■ Task statement: Type the records out again in full, exactly.

* START Input *

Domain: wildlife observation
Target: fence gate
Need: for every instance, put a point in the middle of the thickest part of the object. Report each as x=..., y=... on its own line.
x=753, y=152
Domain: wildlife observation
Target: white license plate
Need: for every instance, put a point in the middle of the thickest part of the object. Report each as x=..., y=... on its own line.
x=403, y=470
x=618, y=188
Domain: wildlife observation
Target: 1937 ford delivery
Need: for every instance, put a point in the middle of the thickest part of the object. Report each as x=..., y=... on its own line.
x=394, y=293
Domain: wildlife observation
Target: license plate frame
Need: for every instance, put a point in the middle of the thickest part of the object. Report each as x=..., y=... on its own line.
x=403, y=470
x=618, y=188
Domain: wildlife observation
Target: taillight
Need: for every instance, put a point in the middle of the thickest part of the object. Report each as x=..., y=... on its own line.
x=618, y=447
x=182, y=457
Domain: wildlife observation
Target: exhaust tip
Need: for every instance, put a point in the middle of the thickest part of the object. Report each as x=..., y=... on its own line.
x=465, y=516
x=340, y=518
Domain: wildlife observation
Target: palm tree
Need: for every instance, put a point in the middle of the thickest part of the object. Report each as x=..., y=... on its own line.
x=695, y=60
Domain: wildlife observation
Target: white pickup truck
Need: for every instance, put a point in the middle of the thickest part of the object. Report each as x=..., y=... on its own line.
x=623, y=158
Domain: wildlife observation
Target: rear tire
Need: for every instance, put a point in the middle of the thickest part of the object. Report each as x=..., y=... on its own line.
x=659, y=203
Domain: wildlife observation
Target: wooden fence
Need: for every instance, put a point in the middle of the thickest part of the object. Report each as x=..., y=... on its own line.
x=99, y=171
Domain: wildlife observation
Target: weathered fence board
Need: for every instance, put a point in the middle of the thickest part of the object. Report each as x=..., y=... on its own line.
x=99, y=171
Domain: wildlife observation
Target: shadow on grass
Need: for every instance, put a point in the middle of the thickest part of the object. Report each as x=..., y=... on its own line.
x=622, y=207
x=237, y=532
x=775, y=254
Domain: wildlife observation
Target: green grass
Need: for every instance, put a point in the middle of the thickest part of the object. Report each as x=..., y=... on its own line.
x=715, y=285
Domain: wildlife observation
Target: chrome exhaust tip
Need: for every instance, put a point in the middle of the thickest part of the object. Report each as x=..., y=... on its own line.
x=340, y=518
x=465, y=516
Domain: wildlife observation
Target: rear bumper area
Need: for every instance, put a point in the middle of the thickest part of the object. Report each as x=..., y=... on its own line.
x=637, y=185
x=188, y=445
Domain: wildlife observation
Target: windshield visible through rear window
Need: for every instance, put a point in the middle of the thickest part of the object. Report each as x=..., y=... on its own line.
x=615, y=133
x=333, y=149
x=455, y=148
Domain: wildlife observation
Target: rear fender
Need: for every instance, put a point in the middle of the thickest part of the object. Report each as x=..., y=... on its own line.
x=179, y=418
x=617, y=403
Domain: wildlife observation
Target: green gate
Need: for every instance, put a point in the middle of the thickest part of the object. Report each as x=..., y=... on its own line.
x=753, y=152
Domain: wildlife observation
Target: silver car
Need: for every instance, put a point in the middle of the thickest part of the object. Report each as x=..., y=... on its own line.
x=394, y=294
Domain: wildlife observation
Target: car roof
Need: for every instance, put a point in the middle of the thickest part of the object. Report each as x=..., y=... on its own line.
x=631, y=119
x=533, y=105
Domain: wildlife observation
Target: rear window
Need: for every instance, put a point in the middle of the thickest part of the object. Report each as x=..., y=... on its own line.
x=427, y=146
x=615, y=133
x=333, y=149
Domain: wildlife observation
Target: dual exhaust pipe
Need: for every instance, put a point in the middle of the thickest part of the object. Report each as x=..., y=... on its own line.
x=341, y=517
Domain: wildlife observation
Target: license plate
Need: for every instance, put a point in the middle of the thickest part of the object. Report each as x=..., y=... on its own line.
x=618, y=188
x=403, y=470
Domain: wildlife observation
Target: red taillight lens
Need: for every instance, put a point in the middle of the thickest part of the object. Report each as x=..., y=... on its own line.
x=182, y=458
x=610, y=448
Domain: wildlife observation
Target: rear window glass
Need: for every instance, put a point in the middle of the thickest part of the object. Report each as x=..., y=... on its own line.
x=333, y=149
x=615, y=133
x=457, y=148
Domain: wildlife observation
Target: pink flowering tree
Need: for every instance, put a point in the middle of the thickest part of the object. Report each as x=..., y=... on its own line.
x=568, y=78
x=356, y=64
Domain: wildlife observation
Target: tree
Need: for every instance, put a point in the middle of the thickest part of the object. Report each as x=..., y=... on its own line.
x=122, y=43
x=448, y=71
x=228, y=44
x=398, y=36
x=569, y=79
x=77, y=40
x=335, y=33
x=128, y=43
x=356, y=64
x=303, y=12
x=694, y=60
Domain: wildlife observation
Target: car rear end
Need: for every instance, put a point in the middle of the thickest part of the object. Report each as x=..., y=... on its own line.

* END Input *

■ Answer to the exercise:
Domain: wildlife observation
Target: fence gate
Need: for every instance, put a point in the middle of the thickest part of the object. Report each as x=..., y=... on its own line.
x=753, y=152
Domain: wildlife observation
Target: white license plate
Need: for every instance, put a point in the middle of the thickest part of the object. Report each as x=..., y=... on its own line.
x=403, y=470
x=618, y=188
Domain: wildlife observation
Target: 1937 ford delivery
Need: for every instance, put a point in the middle of the thickest part of the object. Report each as x=..., y=... on its own line.
x=394, y=293
Domain: wildlife observation
Target: license plate frame
Need: for every instance, put a point in the middle of the thickest part of the object. Report each as x=..., y=... on its own line.
x=403, y=470
x=618, y=188
Domain: wildlife observation
Target: taillight
Need: for every instance, put a point in the middle of the thickest part of the object. Report each as x=..., y=... on its own line.
x=618, y=447
x=182, y=457
Domain: wildlife observation
Target: exhaust tip
Need: for every instance, put a point in the middle of the thickest part of the object. Report each as x=..., y=... on its own line.
x=465, y=516
x=340, y=518
Domain: wildlife observation
Target: palm tree
Need: for every instance, put a point in the middle of the thickest part of the object. Report each as x=..., y=... on its own line.
x=695, y=60
Domain: wildlife observation
Target: white pickup truck
Need: for every instance, put a point in the middle of the thickest part of the object. Report each as x=..., y=... on its own line.
x=623, y=158
Domain: wildlife observation
Target: rear tire
Need: for every instance, put a point in the middle of the thickest part of the object. Report each as x=..., y=... on its own line.
x=659, y=203
Domain: wildlife observation
Target: wooden fence
Need: for every instance, put a point in the middle of the thickest part of the object. Report each as x=..., y=... on its own line.
x=99, y=171
Domain: wildlife observation
Target: weathered fence board
Need: for every instance, put a point in the middle of the thickest part of the object. Report each as x=..., y=... on its own line.
x=99, y=171
Domain: wildlife observation
Target: shadow on grass
Need: for every instance, put a point in the middle of the thickest part of the object. Report each as x=..., y=... on its own line.
x=622, y=207
x=237, y=532
x=775, y=254
Domain: wildlife observation
Target: green grass
Need: for every instance, put a point in the middle of the thickest part of the object. Report each as x=..., y=... on its own line.
x=715, y=285
Domain: wildlife observation
Target: chrome exhaust tip
Need: for every instance, put a point in the middle of the thickest part of the object. Report each as x=..., y=... on its own line.
x=340, y=518
x=465, y=516
Domain: wildlife observation
Target: rear bumper area
Need: for every instance, put a point in the middle of the thickest part of the object. Report each as x=..., y=... on its own line.
x=637, y=185
x=188, y=445
Domain: wildlife observation
Target: windshield visible through rear window
Need: for every instance, put a point in the middle of the thickest part of the object. Report each as x=..., y=... on its own line.
x=615, y=133
x=333, y=149
x=455, y=148
Domain: wildlife observation
Target: rear fender
Need: for every instance, put a point in the middle of the thickest part of the object. Report each as x=..., y=... on its own line.
x=179, y=418
x=617, y=403
Domain: wildlife observation
Target: green gate
Need: for every instance, put a point in the middle of the thickest part of the object. Report each as x=..., y=... on its own line.
x=753, y=152
Domain: wildlife observation
Target: silver car
Need: for every instance, put a point in the middle of the thickest part of the object. Report each as x=..., y=... on its own line.
x=394, y=294
Domain: wildlife observation
Target: car roof
Need: for every instance, put a point in the middle of the thickest part of the object. Report each as x=..., y=... on its own line.
x=631, y=119
x=533, y=105
Domain: wildlife observation
Target: rear window
Need: for every instance, put a point in the middle of the thickest part of the object. Report each as x=..., y=... on its own line.
x=427, y=146
x=615, y=133
x=333, y=149
Domain: wildlife observation
Target: dual exhaust pipe
Need: for every instance, put a point in the middle of the thickest part of the object. Report each as x=..., y=... on its own line.
x=341, y=517
Domain: wildlife observation
Target: license plate
Need: for every instance, put a point in the middle of the thickest part of the object. Report each as x=..., y=... on its own line.
x=618, y=188
x=403, y=470
Domain: wildlife observation
Target: red taillight lens
Need: for every instance, put a point in the middle of the thickest part of the object. Report each as x=..., y=... on its own line.
x=182, y=458
x=610, y=448
Domain: wildlife observation
Target: rear window glass
Need: for every instance, put a point in the middle of the thickest part of the object. Report each as x=..., y=... on its own line.
x=333, y=149
x=615, y=133
x=457, y=148
Domain: wildlife observation
Target: pink flowering tree
Need: for every instance, put a point in the middle of the thickest part of the object. Report each as x=..., y=... on its own line.
x=568, y=78
x=356, y=64
Domain: wildlife observation
Target: tree
Need: for every instance, put a point in the middle of the thickest part of the object. Report each as x=..., y=... on its own line.
x=122, y=43
x=448, y=71
x=228, y=44
x=398, y=36
x=569, y=79
x=77, y=40
x=335, y=33
x=128, y=43
x=356, y=64
x=303, y=12
x=694, y=60
Domain: wildlife observation
Target: car rear end
Need: for every instance, put a point in the middle of the thickest part of the object. Report each as x=..., y=... on its own line.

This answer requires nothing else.